===== RECORDS FOR THE TASK =====

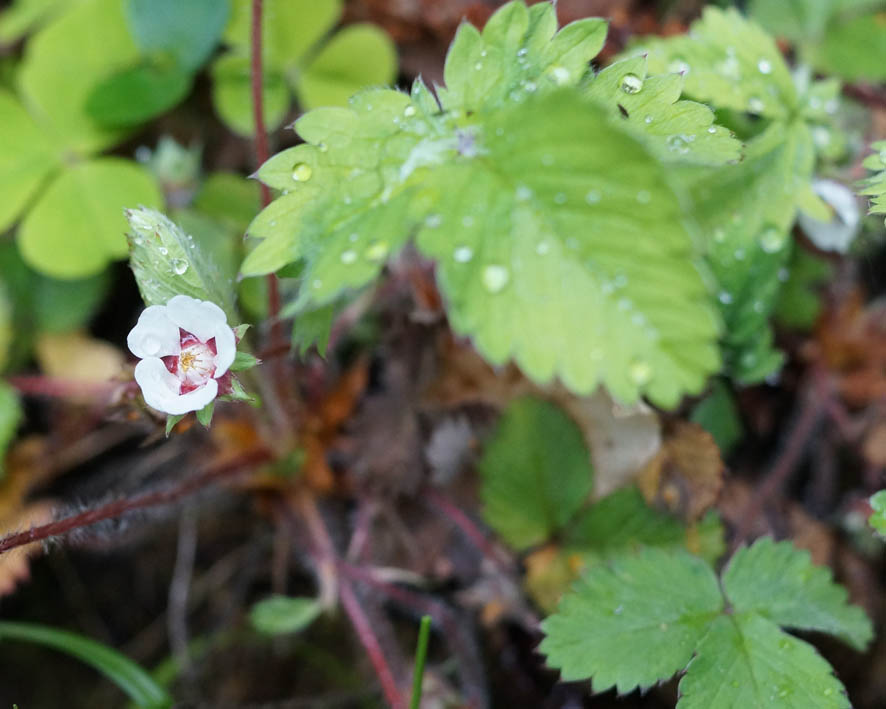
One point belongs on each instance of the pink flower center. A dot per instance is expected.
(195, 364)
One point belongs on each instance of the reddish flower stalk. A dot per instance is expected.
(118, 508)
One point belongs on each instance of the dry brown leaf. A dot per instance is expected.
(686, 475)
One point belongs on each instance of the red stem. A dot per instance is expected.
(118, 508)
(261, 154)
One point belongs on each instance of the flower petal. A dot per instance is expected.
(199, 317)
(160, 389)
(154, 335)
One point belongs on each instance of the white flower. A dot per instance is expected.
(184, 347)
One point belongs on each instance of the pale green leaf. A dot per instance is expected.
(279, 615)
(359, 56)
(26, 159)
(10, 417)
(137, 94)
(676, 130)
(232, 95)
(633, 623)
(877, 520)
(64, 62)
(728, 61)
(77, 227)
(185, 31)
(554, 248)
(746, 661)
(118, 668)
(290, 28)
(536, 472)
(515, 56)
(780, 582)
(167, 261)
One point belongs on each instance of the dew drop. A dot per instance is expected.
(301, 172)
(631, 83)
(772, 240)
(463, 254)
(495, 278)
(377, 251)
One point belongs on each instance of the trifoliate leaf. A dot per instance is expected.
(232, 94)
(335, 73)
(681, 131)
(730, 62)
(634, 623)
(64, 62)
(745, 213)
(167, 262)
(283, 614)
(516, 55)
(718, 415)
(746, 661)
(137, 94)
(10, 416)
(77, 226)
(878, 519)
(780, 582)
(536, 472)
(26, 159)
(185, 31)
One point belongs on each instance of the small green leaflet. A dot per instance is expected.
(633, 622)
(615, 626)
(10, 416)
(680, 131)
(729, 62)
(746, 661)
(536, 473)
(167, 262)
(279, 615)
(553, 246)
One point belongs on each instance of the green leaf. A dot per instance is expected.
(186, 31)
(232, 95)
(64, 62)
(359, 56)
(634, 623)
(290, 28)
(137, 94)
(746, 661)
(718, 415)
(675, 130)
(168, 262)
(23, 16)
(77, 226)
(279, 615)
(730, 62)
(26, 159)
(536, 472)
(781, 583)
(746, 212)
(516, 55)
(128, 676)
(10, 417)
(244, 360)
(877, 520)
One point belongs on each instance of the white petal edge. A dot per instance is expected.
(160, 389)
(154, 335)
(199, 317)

=====

**WHAT YOU SHOULD DO**
Output only the lines running from the line with "One point belongs on each instance of the small" through the final line of the data, inclusive.

**ANSWER TO THIS TASK**
One point belongs on each instance of the small green leaflet. A dot per instance is expected.
(633, 622)
(615, 626)
(10, 416)
(680, 131)
(729, 62)
(746, 661)
(536, 473)
(167, 262)
(279, 615)
(553, 246)
One point belongs on each instance of the green leaf. A dot per instance is expected.
(186, 31)
(232, 95)
(64, 62)
(359, 56)
(634, 623)
(290, 28)
(137, 94)
(746, 661)
(718, 415)
(675, 130)
(168, 262)
(23, 16)
(77, 226)
(279, 615)
(730, 62)
(26, 159)
(536, 472)
(781, 583)
(746, 212)
(516, 55)
(128, 676)
(10, 417)
(244, 360)
(877, 520)
One point belongs on each instance of the white petal edge. A dot per instance is expected.
(160, 389)
(154, 335)
(199, 317)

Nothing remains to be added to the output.